ACTIVITY
Duplicate the passage of the article on psychosis and ordinary thinking between "A patient on" and "treatment of schizophrenia.", inclusive.

STUDY TEXT section start

Psychiatr News December 7, 2007
Volume 42, Number 23, page 23
© 2007 American Psychiatric Association
Psychosis, Ordinary Thinking Not Distant Relatives
Mark Moran
The community buffers a variety of aberrant beliefs along the continuum
from "normal" to psychosis, but a catastrophic disruption may
occur that results in serious mental illness.
A newly widowed woman wanders the rooms of her now empty home hearing the
voice of her dead spouse.
A Gallup poll reveals that a significant percentage of people believe in
the devil, black magic, the ability to foretell the future, and extrasensory
perception.
A patient on a psychiatric ward confides that sparrows nesting on a
neighbor's roof had urged him to destroy the neighbor's satellite dish since
it was intruding on nature; the nurse who hears this revelation has spent the
morning hiking in the woods and meditating on the importance of
"communing" with the natural world.
These examples underscore what two decades of cognitive psychology and
neuropsychology have revealed: that the "ordinary" mind is not so
very ordinary, and the psychotic mind is no alien from another planet.
In a lecture at APA's Institute on Psychiatric Services in New Orleans in
October, psychiatrist Michael Garrett, M.D., said a newly emerging
understanding of the continuum between psychosis and "ordinary"
mind is changing the traditional view of the radically "other"
nature of psychotic thoughts and delusions, with important implications for
treatment of schizophrenia.
"In a classic diagnostic interview we try to elicit symptoms in order
to make a diagnosis and a treatment plan," Garrett said. "But
patients often experience this as labeling, which can lead to withdrawal. In a
situation in which clinicians can find analogies to psychosis within
themselves [and can relate them to a patient], it creates a radically
different relationship with the patient. The patient is liable to think, 'If
the doctor has had an experience like mine, I can risk talking about
it.'"
Garrett, who is vice chair of psychiatry at SUNY Downstate Medical Center
in Brooklyn, N.Y., said that while medication remains the essential element in
the biological treatment of schizophrenia, the recognition of a continuum
between psychosis and ordinary mind is an essential element in the
cognitive-behavioral therapy (CBT) of psychosis. CBT can help to
"de-catastrophize" the anomalous experiences of psychosis, he
said.
"This is a normalizing approach that says to the patient, 'There is a
range of human experience. Tell me about yours. I may have had experiences
that are similar.'"
'One Extreme of Human Experience'
Garrett outlined some 20 years of cognitive psychological research showing
the continuity between psychosis and ordinary mind. A psychoanalyst, he also
drew on the depth psychology of Melanie Klein— especially her conception
of internalized and externalized "object" relations—as well
as everyday examples to show ways in which psychotic symptoms are apt to be
eccentric extensions of ordinary cognition.

STUDY TEXT section end
EXTRACTED ENTRIES section start

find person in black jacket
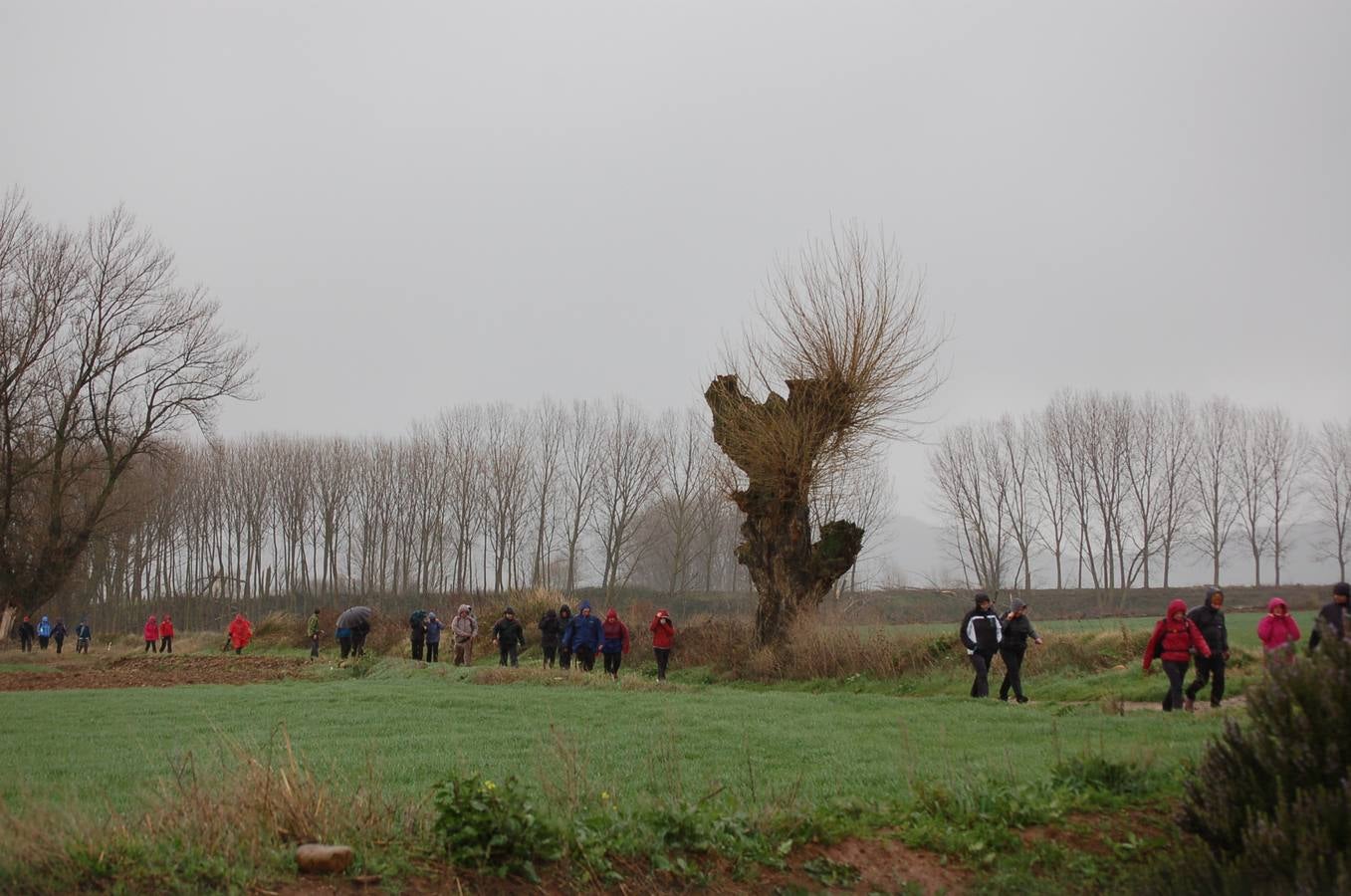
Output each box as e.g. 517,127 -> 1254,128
493,607 -> 526,666
539,609 -> 563,669
1309,581 -> 1351,650
19,616 -> 38,653
1182,585 -> 1230,712
1000,597 -> 1041,703
958,592 -> 1003,697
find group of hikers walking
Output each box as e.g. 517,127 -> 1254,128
19,616 -> 92,653
1144,582 -> 1351,712
394,600 -> 676,681
958,582 -> 1351,712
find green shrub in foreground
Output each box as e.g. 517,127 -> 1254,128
1180,640 -> 1351,893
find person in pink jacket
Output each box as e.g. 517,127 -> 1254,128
1257,597 -> 1299,662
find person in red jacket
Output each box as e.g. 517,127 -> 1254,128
647,609 -> 676,684
1257,597 -> 1299,662
600,609 -> 628,681
159,615 -> 173,653
226,613 -> 253,653
1144,600 -> 1211,712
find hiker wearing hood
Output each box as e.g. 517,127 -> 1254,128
493,607 -> 526,666
19,616 -> 38,653
1307,581 -> 1351,650
1000,597 -> 1041,703
538,609 -> 563,669
1257,597 -> 1299,662
450,604 -> 478,666
563,600 -> 601,672
600,609 -> 628,681
1144,600 -> 1211,712
408,609 -> 427,659
558,604 -> 572,669
306,608 -> 317,659
226,613 -> 253,654
1185,585 -> 1230,712
958,592 -> 1003,697
425,609 -> 446,662
647,609 -> 676,684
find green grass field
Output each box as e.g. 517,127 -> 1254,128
0,613 -> 1296,893
0,673 -> 1219,806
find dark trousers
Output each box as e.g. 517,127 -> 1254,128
1000,647 -> 1026,703
1163,659 -> 1192,712
970,651 -> 993,697
1186,651 -> 1224,707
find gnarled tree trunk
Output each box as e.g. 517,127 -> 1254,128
704,375 -> 863,645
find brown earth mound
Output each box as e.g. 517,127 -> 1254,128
0,654 -> 306,691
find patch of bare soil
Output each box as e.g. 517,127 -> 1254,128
266,838 -> 970,896
0,654 -> 306,691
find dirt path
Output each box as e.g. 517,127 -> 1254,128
0,654 -> 306,691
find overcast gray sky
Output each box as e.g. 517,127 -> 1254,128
0,0 -> 1351,517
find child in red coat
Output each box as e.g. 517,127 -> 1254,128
1257,597 -> 1299,662
647,609 -> 676,683
1144,600 -> 1211,712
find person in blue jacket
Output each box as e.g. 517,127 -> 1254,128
563,600 -> 600,672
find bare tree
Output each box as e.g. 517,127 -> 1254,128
1229,408 -> 1271,586
1260,408 -> 1309,585
1309,422 -> 1351,581
704,228 -> 939,643
560,401 -> 604,593
1192,396 -> 1238,583
0,192 -> 251,621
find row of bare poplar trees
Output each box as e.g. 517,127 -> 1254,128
930,390 -> 1351,589
83,398 -> 886,616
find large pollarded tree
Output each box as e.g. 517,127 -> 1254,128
0,192 -> 251,621
704,227 -> 942,645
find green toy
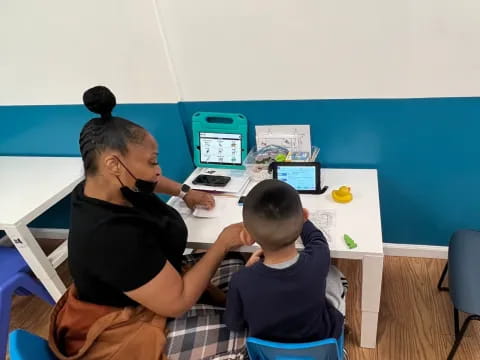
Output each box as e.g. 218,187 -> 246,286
343,234 -> 357,249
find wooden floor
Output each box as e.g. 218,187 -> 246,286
7,257 -> 480,360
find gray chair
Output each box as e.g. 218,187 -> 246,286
439,230 -> 480,360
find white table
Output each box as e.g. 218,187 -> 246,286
171,169 -> 383,348
0,156 -> 83,300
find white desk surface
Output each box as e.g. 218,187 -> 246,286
172,169 -> 383,259
0,156 -> 83,229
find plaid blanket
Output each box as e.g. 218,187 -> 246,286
166,254 -> 248,360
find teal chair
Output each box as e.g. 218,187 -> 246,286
247,333 -> 344,360
441,230 -> 480,360
8,329 -> 56,360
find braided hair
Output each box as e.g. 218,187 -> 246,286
79,86 -> 146,175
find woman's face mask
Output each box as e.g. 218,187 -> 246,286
117,158 -> 158,194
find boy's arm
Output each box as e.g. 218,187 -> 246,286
301,220 -> 330,276
300,220 -> 328,248
223,275 -> 246,331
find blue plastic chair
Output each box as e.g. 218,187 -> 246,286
442,230 -> 480,360
247,333 -> 344,360
0,247 -> 55,359
8,329 -> 56,360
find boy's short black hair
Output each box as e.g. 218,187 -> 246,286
243,180 -> 304,250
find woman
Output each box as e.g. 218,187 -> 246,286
49,86 -> 251,359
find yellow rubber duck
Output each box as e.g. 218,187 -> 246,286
332,186 -> 353,204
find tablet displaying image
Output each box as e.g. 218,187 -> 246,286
200,132 -> 242,165
272,162 -> 320,194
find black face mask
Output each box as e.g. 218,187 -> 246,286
117,158 -> 158,194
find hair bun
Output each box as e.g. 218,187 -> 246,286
83,86 -> 117,119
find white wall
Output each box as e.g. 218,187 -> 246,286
0,0 -> 480,105
0,0 -> 178,105
155,0 -> 480,100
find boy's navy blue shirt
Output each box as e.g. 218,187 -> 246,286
224,221 -> 343,342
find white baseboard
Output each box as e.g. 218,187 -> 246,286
383,243 -> 448,259
0,228 -> 448,259
30,228 -> 69,240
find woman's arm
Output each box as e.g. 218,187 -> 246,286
155,175 -> 215,209
155,175 -> 182,196
125,224 -> 250,317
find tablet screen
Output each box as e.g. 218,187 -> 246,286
200,132 -> 242,165
277,165 -> 317,191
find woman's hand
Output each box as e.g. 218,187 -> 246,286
245,249 -> 263,267
183,189 -> 215,210
217,223 -> 254,252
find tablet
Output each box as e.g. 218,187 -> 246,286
199,132 -> 242,165
271,162 -> 322,194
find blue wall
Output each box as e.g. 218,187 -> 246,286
0,104 -> 193,228
180,98 -> 480,245
0,98 -> 480,245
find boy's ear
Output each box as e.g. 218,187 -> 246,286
240,226 -> 255,246
303,208 -> 310,221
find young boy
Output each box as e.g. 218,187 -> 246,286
224,180 -> 345,343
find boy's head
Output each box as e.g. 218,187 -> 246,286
243,180 -> 305,251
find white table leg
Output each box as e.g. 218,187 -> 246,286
5,225 -> 66,301
360,256 -> 383,348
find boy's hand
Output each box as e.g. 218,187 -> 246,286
183,190 -> 215,210
245,249 -> 263,266
217,223 -> 246,252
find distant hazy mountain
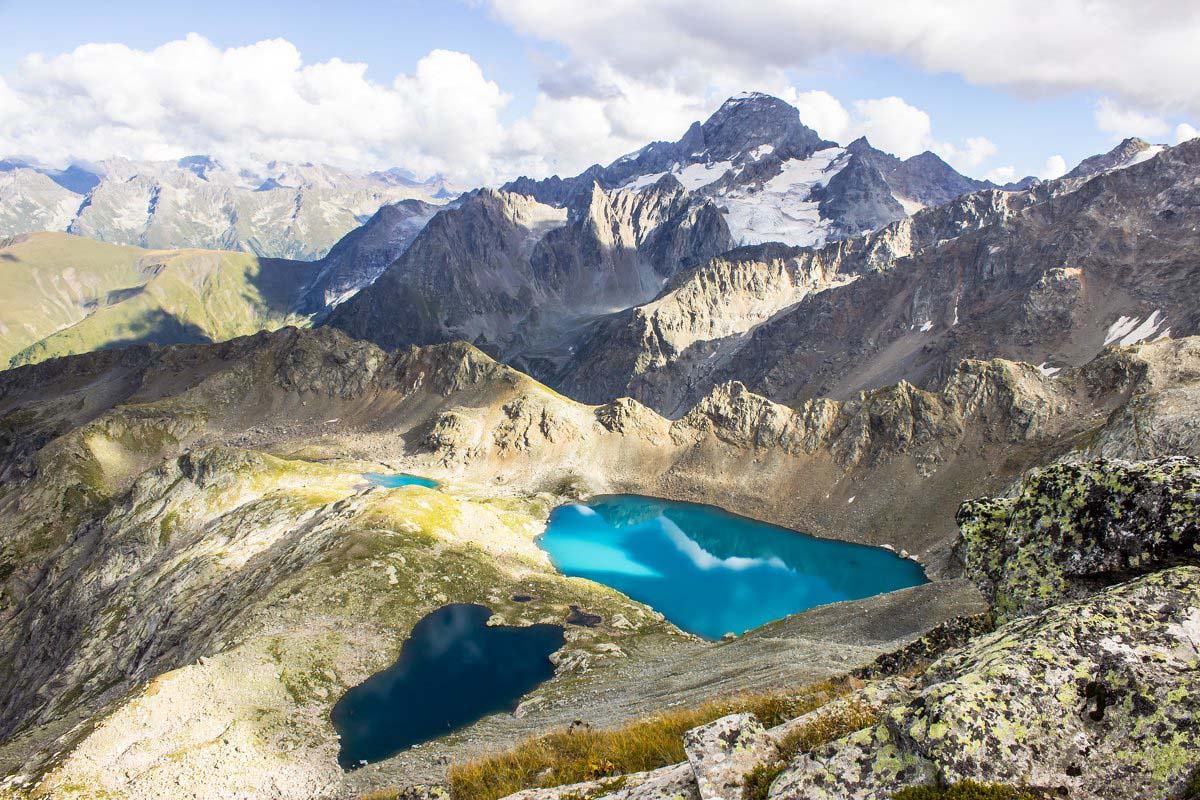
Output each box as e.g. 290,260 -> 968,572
0,227 -> 318,369
0,156 -> 451,260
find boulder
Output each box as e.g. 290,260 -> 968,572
770,566 -> 1200,800
958,457 -> 1200,621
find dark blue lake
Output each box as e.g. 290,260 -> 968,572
364,473 -> 438,489
539,495 -> 928,639
330,603 -> 563,769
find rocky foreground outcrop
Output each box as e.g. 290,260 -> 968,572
501,566 -> 1200,800
958,457 -> 1200,618
499,458 -> 1200,800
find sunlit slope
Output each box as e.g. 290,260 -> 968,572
0,233 -> 314,366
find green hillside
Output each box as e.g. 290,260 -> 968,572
0,233 -> 317,366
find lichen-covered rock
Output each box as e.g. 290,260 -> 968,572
683,714 -> 776,800
958,457 -> 1200,620
770,567 -> 1200,800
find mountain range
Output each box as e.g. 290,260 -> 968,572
0,87 -> 1200,800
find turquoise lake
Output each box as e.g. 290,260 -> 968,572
364,473 -> 438,489
539,495 -> 928,639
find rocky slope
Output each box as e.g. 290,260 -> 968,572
0,329 -> 1200,798
0,233 -> 317,365
328,178 -> 728,365
504,92 -> 991,246
0,156 -> 449,260
561,136 -> 1200,414
301,199 -> 451,314
496,459 -> 1200,800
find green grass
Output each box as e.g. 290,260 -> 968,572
0,233 -> 316,366
448,679 -> 851,800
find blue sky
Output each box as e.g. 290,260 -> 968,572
0,0 -> 1196,180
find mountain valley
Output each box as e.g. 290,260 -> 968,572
0,87 -> 1200,800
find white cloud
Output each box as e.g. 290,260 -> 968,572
0,34 -> 509,181
490,0 -> 1200,118
1092,97 -> 1170,139
1038,155 -> 1067,180
781,89 -> 854,144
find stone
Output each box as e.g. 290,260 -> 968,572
770,567 -> 1200,800
683,714 -> 776,800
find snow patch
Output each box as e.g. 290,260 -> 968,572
892,192 -> 925,217
674,161 -> 733,192
1104,309 -> 1170,347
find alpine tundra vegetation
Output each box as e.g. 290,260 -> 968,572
0,0 -> 1200,800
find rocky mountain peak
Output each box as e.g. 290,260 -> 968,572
696,92 -> 834,161
1063,137 -> 1163,179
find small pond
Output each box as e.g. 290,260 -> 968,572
362,473 -> 438,489
330,603 -> 563,769
539,494 -> 928,639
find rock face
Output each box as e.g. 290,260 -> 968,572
1063,137 -> 1163,179
846,137 -> 997,207
814,156 -> 906,236
770,567 -> 1200,800
329,179 -> 728,372
958,457 -> 1200,618
0,156 -> 446,260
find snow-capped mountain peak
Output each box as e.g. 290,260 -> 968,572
504,91 -> 989,246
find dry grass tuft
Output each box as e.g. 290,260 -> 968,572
448,679 -> 852,800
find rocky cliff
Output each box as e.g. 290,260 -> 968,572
556,136 -> 1200,414
328,179 -> 728,365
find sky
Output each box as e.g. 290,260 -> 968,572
0,0 -> 1200,186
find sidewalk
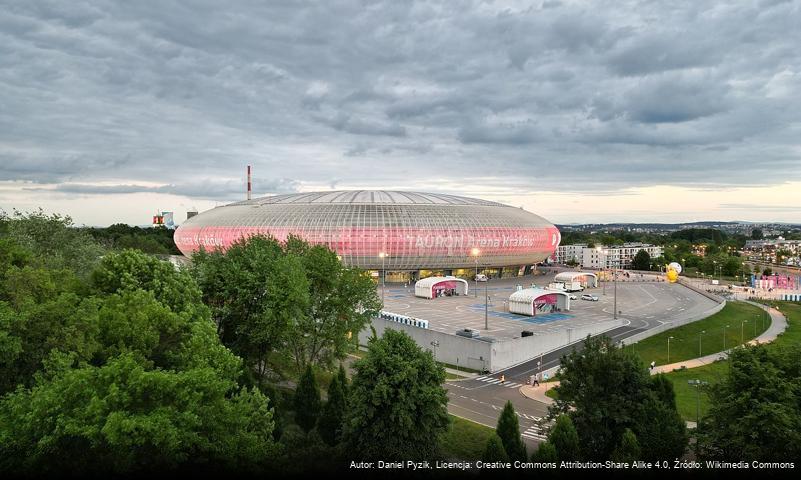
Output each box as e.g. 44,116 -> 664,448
520,301 -> 787,405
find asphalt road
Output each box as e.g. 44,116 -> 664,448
446,284 -> 711,453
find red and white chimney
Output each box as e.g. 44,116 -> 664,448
248,165 -> 251,200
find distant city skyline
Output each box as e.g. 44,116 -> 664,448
0,0 -> 801,226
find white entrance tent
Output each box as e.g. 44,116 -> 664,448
553,272 -> 598,288
509,288 -> 570,317
414,277 -> 467,298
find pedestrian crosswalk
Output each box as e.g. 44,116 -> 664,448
476,376 -> 523,388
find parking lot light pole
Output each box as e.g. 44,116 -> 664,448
378,252 -> 387,306
665,337 -> 673,365
484,278 -> 489,330
698,330 -> 706,357
723,325 -> 729,352
470,248 -> 481,298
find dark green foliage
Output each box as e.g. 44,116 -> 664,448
84,223 -> 181,255
550,337 -> 687,460
0,209 -> 105,277
495,401 -> 528,461
631,250 -> 651,270
548,415 -> 581,461
295,365 -> 321,432
344,330 -> 449,459
0,218 -> 275,475
531,442 -> 559,464
191,237 -> 380,380
698,346 -> 801,461
481,435 -> 509,463
610,428 -> 641,463
317,377 -> 347,445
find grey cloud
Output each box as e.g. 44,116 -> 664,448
0,0 -> 801,210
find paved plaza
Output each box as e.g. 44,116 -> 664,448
378,271 -> 715,340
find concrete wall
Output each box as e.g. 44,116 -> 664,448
359,318 -> 625,372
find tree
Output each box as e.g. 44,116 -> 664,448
0,246 -> 275,475
190,236 -> 309,383
631,250 -> 651,270
495,400 -> 528,461
317,376 -> 348,446
0,352 -> 274,475
295,365 -> 321,432
285,237 -> 381,367
531,441 -> 559,463
698,345 -> 801,461
481,434 -> 509,463
611,428 -> 640,463
344,330 -> 449,459
548,415 -> 581,461
549,336 -> 686,459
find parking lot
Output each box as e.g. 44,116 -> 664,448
378,273 -> 715,340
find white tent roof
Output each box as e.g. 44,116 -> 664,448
554,272 -> 598,282
414,277 -> 467,288
509,288 -> 568,303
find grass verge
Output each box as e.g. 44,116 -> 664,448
626,302 -> 770,365
440,415 -> 495,460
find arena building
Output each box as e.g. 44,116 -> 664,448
174,190 -> 560,281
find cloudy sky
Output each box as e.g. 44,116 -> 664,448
0,0 -> 801,225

EXTRACTED ENTRIES section end

WRITTEN RESPONSE
A patient on a psychiatric ward confides that sparrows nesting on a
neighbor's roof had urged him to destroy the neighbor's satellite dish since
it was intruding on nature; the nurse who hears this revelation has spent the
morning hiking in the woods and meditating on the importance of
"communing" with the natural world.
These examples underscore what two decades of cognitive psychology and
neuropsychology have revealed: that the "ordinary" mind is not so
very ordinary, and the psychotic mind is no alien from another planet.
In a lecture at APA's Institute on Psychiatric Services in New Orleans in
October, psychiatrist Michael Garrett, M.D., said a newly emerging
understanding of the continuum between psychosis and "ordinary"
mind is changing the traditional view of the radically "other"
nature of psychotic thoughts and delusions, with important implications for
treatment of schizophrenia.